QUOTED PASSAGE:

▶

Yongnak, as I mentioned earlier, is in the Myeongdong area, and kind of "near" Namsan tower (we could see it in the distance). We got lost on the way, so I stopped by a Domino's to ask for directions. Koreans are generally very friendly and the pair behind the counter were quite helpful--Yongnak was a few blocks away, on the other street that made up the corner Domino's was on. The church building itself wasn't hard to miss. Yongnak is apparently one of the older churches in Seoul, and the mother church of our former pastor, who now heads the Yongnak chapter in Toronto.



After church, we headed to Dongdaemun for some shopping, but didn't get anything (it was a lazy Sunday evening), and passed by the Cheonggyechon river after.

Day 4 - Nami Island

According to my sister's Korean friends, Filipinos who travel to Korea seem so proud that they'd visited Nami Island, it being the set of the 2004 drama Winter Sonata. The only K-drama we were into that time was My Girl, but the loveliness of the island (especially in early Autumn) was apparent even without getting the drama references.

We took the train from Hongik station to Gapyeong station--transferring lines in between--and then took a cab from there to the ferry area. It was interesting because you could observe the decline in cosmopolitan-ness of the passengers, the farther away from Seoul we traveled. At one point there was an old lady peddling snacks down the aisles of the cart. Boarding the ferry to Namiseom Island, I noticed we were with the locals--kids on a field trip, vacationing couples, families. The leaves were lovely shades of orange and red, and our tummies were grumbling for lunch.


 After taking loads of pictures, we decided on eating at a pizza place further into the park. There were lots of things going on around us: kids were running and screaming in playgrounds, people were biking on single bikes, tandem bikes and passenger seat bikes, eating ice cream, eating street food. We got some ice cream after lunch and decided to walk around and explore some more. There was also an exhibit set up by a foundation.

◀

DATASET:

▶

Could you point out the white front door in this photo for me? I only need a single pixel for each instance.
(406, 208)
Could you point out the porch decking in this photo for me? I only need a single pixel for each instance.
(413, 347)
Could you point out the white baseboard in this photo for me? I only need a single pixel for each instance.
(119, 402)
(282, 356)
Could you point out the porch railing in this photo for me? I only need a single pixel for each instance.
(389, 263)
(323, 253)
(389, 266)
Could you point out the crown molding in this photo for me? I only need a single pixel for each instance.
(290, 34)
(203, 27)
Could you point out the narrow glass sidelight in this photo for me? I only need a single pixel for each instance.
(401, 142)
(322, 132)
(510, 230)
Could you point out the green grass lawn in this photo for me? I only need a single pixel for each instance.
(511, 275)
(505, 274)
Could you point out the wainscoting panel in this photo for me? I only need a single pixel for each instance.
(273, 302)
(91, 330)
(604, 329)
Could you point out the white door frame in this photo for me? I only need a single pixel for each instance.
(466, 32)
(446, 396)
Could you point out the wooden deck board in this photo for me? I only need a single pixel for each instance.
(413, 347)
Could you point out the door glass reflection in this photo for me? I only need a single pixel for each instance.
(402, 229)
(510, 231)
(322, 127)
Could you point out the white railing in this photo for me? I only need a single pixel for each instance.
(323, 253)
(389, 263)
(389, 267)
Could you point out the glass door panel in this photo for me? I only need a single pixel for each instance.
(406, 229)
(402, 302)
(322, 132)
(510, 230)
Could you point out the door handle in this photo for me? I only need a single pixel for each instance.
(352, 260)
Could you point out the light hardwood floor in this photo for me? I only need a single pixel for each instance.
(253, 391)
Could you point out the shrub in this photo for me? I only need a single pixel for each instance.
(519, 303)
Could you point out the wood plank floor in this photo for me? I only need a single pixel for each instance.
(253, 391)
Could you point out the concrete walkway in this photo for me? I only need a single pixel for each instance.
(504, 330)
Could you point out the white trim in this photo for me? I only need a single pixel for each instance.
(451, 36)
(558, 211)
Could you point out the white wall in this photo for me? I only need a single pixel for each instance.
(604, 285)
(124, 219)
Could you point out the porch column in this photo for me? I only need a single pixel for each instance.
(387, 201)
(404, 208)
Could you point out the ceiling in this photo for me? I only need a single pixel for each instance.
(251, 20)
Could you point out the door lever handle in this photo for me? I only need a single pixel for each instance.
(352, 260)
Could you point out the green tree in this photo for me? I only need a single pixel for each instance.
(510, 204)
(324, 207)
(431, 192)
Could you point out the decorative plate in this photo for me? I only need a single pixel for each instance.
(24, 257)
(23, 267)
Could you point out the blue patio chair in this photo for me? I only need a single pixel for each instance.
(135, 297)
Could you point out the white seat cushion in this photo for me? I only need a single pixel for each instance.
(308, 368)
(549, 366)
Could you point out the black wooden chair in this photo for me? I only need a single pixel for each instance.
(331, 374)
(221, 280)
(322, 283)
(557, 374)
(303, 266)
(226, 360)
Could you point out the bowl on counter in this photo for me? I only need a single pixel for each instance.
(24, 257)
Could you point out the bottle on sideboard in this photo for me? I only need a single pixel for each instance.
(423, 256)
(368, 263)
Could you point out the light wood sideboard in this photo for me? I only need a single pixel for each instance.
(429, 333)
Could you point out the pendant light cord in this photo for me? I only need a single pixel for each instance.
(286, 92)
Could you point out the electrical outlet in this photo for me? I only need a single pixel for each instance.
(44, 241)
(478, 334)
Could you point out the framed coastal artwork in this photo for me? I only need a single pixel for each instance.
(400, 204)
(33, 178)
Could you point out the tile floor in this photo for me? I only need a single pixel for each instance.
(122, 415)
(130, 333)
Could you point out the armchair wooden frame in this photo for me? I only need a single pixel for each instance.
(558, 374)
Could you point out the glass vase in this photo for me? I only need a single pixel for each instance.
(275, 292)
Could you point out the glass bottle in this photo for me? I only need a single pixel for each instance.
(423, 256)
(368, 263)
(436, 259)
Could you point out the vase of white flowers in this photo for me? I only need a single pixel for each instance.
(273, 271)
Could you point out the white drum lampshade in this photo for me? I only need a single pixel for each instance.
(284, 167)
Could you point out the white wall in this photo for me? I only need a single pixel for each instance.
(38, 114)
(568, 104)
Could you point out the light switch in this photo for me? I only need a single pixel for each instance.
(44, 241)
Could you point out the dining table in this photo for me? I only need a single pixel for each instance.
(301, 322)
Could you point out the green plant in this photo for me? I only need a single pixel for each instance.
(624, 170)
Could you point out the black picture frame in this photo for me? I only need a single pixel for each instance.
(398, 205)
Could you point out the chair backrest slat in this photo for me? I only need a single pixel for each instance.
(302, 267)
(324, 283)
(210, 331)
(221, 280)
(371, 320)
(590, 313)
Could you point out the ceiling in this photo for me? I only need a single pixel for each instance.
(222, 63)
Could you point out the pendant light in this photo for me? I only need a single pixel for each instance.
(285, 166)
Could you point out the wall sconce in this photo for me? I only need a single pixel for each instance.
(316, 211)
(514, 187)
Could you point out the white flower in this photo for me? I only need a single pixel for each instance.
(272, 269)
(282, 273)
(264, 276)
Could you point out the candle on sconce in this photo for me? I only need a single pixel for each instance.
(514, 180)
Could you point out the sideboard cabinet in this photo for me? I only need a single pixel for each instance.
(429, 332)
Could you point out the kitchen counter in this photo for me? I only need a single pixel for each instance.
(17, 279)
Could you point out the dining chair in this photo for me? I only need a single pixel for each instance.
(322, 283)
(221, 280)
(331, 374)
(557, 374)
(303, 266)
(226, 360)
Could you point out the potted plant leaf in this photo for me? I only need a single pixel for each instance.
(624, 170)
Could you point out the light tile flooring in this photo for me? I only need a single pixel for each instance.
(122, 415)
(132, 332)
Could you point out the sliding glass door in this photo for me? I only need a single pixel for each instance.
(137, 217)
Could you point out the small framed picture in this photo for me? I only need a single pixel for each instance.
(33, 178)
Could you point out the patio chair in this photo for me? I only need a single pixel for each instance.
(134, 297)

◀

DIRECTIVE A: In the Seoul travel account, where did the writer stop to ask for directions to Yongnak?
DIRECTIVE B: Resume the Seoul travel account after its final sentence and carry the story forward.

EXERCISE ANSWER A: At a Domino's.

EXERCISE ANSWER B:
Eventually, the siblings and I decided to rent bikes. We paid the deposit fee because we didn't have any valid card-sized ID on us. The guy at the bike renal place was getting pretty frustrated with me, haha. But after I shelled out the moolah and we got our bikes, everything was A-ok. We biked down towards the coast, where there were rafts for rent. We also found a nice open field bordered by yellow trees, where we biked around in circles. It was great to feel the cool air and the grass under wheels.

 After turning our bikes in, we were pretty tired. We walked around more, took more pictures (it isn't ever year you get to experience Fall!) and waited till darkness settled around the island. People were getting on the ferry, and it was time to go home.

Getting off Hongik station, we wandered around the Hongdae area looking for a place to eat. Of course, the delicious memory of our first night's samgyeupsal was beckoning us to try out more of that delicious grilled stuff--so we did. Sadly, it wasn't as good as our late night middle of the road experience, but it did fill our tummies. All hail the bacon.

We walked towards Studio 41st afterwards. Mom wanted some coffee, so we ducked into a cute, hipstery coffee shop on the way back. It was called Jass Cafe, and its shelves were laden with painted figurines; its walls were hung with art posters and illustrations. The coffee was pretty good. I got a peppermint latte. The girl manning the counter had a strong Californian accent; I commented on her good English and she mentioned she was from Los Angeles--although you could tell that it wasn't her first language.

Anyway, good coffee, pretty shop. A full meal was a nice way to end a pleasant but long day.